■ Exercise aim: Beginning with the first entry, restate the data word for word and leave out the images.

■ Information supplied:

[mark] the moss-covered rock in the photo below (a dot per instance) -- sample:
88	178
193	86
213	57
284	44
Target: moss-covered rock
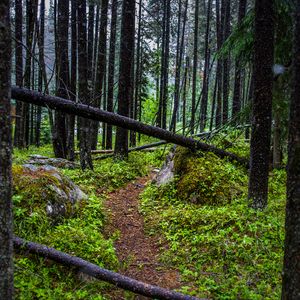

■ Task result:
[mark] the moss-covered rock in the photo below (a dot per instance) -- sample:
88	178
193	86
213	57
284	44
Target: moss-covered rock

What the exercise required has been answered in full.